## READING PASSAGE
Content starts

Provider Assisted Suicide
Provider Assisted Suicide (PAS) is a medical procedure that is based on supported suicide from medical personnel, majorly a physician. The doctor offers a lethal prescription to a patient who consents into committing suicide without any form of coercion. The medication offered should lessen the pain and length that the individual takes before the demise, up to five minutes for the initial unconsciousness and at most thirty minutes before death sets in. PAS has effected mixed reactions within the medical fraternity as well as within the populace sparking a tremendous amount of debate within the modern society (Kopelman & Ville, 2001). Suicide within the medieval era was widely accepted and philosophized by academic scholars yet this was reversed with the advent of the Christian doctrine in the world. This latter school of thought termed life as a sacred element, not to be invalidated by own will. With the rise of the contemporary society, suicide has been transformed into an individual decision with most nations embracing the idea but resolute against assisted suicide.
Moral arguments against PAS initially assert the fact that the procedure breaches therapeutic ethics as stipulated by the Hippocratic Oath that disallows medical practitioners from offering lethal prescriptions to a consenting individual. The State of Oregon has legalized PAS with sixty percent of medical professions supporting the procedure but only in situations that are assessed as being severe. Globally, a majority of medical practitioners has supported PAS yet a minority has resisted the practice by citing the unethical aspect related to the mentioned pledge. Secondly, PAS challenges the patient-physician relationship with regard to life preservation and life discontinuity. Patients seek medical assistance in a bid to ensure life’s continuity and legalizing the act leads to an undermining of the trust cultivated within the relationship (Kopelman, & Ville, 2001). Thirdly, most religious beliefs accord the power to life and death to God and therefore a human intervention on the latter would result into interference on the same. A cure may be discovered before natural death occurs in and this would result into a precise case of killing. With the limited nature of human ability regarding futuristic events, an individual should be supported until a natural demise occurs.

Content ends

## DATA BLOCK
Content starts

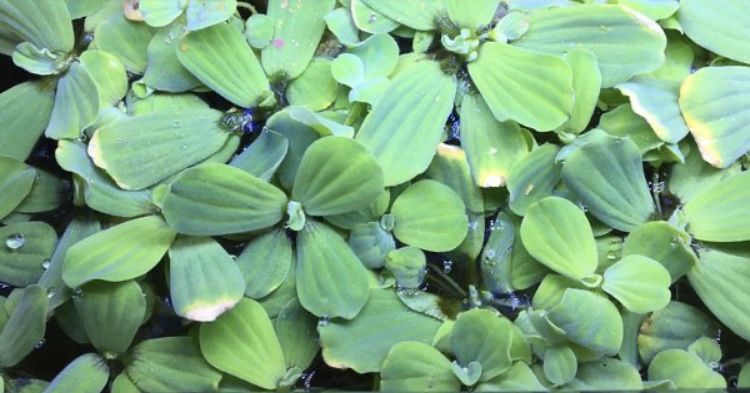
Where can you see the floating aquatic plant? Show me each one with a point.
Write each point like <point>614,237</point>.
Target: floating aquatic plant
<point>436,195</point>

Content ends

## TASK TO COMPLETE
Return the full passage on provider assisted suicide from above, word for word, with nothing changed.

## ANSWER TO THIS EXERCISE
Provider Assisted Suicide
Provider Assisted Suicide (PAS) is a medical procedure that is based on supported suicide from medical personnel, majorly a physician. The doctor offers a lethal prescription to a patient who consents into committing suicide without any form of coercion. The medication offered should lessen the pain and length that the individual takes before the demise, up to five minutes for the initial unconsciousness and at most thirty minutes before death sets in. PAS has effected mixed reactions within the medical fraternity as well as within the populace sparking a tremendous amount of debate within the modern society (Kopelman & Ville, 2001). Suicide within the medieval era was widely accepted and philosophized by academic scholars yet this was reversed with the advent of the Christian doctrine in the world. This latter school of thought termed life as a sacred element, not to be invalidated by own will. With the rise of the contemporary society, suicide has been transformed into an individual decision with most nations embracing the idea but resolute against assisted suicide.
Moral arguments against PAS initially assert the fact that the procedure breaches therapeutic ethics as stipulated by the Hippocratic Oath that disallows medical practitioners from offering lethal prescriptions to a consenting individual. The State of Oregon has legalized PAS with sixty percent of medical professions supporting the procedure but only in situations that are assessed as being severe. Globally, a majority of medical practitioners has supported PAS yet a minority has resisted the practice by citing the unethical aspect related to the mentioned pledge. Secondly, PAS challenges the patient-physician relationship with regard to life preservation and life discontinuity. Patients seek medical assistance in a bid to ensure life’s continuity and legalizing the act leads to an undermining of the trust cultivated within the relationship (Kopelman, & Ville, 2001). Thirdly, most religious beliefs accord the power to life and death to God and therefore a human intervention on the latter would result into interference on the same. A cure may be discovered before natural death occurs in and this would result into a precise case of killing. With the limited nature of human ability regarding futuristic events, an individual should be supported until a natural demise occurs.